## About this exercise
Look over the material below and count the lines that include "hair". Give only the total.
=====
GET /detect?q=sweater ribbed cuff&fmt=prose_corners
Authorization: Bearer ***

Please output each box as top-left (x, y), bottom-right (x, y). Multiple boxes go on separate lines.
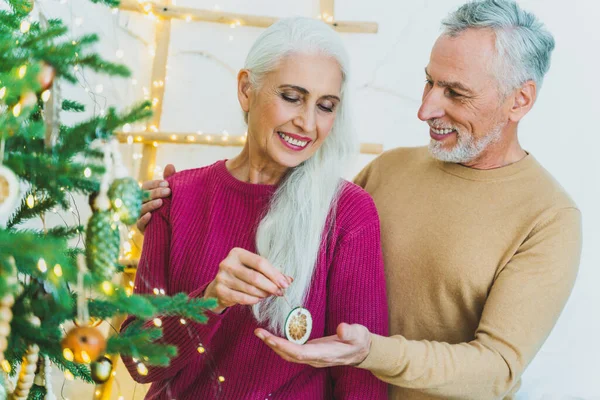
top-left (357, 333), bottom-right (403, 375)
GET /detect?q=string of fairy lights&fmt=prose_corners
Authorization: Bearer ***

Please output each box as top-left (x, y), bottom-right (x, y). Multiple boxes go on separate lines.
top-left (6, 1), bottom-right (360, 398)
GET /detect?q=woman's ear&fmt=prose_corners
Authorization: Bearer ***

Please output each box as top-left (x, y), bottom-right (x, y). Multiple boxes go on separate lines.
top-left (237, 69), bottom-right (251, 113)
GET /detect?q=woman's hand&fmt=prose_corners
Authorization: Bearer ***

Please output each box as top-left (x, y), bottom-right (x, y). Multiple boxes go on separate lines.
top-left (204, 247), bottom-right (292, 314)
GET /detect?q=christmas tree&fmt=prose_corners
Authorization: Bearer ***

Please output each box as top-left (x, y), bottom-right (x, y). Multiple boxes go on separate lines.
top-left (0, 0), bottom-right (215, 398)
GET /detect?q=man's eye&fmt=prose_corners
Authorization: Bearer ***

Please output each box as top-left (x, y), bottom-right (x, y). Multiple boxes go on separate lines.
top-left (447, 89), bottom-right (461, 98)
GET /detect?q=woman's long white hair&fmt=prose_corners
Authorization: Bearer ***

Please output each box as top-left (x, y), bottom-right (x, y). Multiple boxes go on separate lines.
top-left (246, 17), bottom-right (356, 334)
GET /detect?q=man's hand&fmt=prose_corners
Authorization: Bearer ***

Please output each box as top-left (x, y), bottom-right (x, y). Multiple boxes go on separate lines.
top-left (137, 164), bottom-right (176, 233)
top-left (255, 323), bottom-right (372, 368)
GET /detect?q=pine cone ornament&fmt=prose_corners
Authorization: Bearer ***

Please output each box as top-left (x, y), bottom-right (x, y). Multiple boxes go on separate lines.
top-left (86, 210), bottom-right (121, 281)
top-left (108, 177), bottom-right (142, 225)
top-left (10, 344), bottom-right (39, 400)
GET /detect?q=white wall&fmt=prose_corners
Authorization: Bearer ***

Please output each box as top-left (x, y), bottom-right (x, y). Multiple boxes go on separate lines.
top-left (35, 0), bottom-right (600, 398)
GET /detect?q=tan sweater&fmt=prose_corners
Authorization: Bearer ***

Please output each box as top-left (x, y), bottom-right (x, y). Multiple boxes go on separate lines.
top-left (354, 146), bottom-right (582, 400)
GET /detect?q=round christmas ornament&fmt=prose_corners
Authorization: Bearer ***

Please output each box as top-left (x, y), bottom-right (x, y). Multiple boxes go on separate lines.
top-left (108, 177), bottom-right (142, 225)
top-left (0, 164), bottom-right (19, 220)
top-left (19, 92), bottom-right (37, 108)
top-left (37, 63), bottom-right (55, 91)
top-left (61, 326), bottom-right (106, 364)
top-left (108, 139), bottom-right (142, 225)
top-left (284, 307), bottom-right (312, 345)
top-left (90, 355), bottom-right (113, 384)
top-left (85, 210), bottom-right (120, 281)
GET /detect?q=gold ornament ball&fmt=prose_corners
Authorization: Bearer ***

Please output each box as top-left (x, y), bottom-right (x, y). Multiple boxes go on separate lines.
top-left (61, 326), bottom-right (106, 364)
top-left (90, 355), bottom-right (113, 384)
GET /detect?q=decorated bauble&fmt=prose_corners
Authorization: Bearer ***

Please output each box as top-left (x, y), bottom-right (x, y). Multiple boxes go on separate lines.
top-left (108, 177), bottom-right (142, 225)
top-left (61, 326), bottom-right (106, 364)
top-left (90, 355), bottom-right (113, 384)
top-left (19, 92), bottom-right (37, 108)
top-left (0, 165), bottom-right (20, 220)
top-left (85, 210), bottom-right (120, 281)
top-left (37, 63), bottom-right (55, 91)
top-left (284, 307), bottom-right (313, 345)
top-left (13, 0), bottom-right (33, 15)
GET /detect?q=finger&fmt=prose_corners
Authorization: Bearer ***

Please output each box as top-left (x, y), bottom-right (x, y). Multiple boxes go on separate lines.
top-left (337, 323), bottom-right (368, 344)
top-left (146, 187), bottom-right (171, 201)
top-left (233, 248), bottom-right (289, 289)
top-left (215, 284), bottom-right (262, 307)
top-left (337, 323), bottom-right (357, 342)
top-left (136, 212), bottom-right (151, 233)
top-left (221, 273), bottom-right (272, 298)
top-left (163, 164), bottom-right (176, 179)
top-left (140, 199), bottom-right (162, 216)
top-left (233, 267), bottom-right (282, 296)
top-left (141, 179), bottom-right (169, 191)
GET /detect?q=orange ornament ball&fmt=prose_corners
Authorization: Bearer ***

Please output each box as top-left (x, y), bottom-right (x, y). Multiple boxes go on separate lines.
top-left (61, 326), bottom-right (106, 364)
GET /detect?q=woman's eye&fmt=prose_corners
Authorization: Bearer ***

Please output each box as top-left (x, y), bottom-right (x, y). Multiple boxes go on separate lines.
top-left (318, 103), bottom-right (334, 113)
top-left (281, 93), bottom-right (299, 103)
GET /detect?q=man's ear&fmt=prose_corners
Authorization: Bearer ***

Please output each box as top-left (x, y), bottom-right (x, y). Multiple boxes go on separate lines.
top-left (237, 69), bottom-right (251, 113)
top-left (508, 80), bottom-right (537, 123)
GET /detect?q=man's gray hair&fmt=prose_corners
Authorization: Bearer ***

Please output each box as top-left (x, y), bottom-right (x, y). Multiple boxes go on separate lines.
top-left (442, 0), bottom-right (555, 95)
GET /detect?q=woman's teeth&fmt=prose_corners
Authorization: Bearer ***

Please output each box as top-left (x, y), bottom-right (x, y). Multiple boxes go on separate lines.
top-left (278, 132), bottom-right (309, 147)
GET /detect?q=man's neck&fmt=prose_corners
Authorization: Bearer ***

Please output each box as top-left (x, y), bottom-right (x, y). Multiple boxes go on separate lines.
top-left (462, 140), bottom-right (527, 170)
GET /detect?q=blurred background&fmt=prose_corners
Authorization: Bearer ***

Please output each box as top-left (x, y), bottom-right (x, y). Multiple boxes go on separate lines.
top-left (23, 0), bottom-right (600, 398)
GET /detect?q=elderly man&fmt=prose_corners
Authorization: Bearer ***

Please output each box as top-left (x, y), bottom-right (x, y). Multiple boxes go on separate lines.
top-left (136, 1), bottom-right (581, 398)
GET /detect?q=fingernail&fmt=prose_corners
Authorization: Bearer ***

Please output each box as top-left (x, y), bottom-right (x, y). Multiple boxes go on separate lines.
=====
## Solution to this task
2